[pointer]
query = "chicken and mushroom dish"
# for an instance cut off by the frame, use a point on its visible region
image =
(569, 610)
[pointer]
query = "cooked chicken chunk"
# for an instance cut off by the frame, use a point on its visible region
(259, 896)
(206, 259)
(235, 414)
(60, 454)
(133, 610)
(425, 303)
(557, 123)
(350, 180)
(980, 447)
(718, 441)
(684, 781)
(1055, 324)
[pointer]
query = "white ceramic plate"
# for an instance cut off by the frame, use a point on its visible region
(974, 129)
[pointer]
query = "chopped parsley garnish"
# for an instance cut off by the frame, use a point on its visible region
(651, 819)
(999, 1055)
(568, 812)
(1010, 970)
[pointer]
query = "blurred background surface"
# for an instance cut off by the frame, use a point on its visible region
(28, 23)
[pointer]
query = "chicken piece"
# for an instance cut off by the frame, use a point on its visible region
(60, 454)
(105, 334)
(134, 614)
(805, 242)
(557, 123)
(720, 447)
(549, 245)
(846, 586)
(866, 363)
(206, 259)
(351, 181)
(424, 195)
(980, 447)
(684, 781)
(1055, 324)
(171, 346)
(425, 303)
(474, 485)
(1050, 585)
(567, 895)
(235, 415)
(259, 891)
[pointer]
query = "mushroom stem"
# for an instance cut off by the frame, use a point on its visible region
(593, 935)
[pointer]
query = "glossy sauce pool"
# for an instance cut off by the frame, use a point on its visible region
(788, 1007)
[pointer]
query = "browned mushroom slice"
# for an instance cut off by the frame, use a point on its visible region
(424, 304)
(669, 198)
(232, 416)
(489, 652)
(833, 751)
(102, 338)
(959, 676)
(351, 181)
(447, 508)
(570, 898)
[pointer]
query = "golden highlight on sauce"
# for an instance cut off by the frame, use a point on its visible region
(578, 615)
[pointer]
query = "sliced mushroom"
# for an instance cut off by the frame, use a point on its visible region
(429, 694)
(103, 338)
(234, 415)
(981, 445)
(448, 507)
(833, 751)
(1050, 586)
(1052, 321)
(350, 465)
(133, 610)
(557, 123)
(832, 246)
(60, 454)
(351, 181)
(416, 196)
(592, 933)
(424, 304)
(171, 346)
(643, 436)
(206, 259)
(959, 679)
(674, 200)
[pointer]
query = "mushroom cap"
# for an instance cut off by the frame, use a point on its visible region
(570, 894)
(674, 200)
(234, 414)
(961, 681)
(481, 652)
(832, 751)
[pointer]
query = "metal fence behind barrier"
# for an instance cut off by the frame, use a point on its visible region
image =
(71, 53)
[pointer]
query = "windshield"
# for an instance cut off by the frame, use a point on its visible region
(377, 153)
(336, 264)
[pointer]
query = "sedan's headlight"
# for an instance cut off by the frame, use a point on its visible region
* * *
• Given request:
Gather every line in the records above that contains the string "sauce", and list those lines in their original order.

• Worked answer:
query = "glossy sauce pool"
query = "golden highlight on sauce"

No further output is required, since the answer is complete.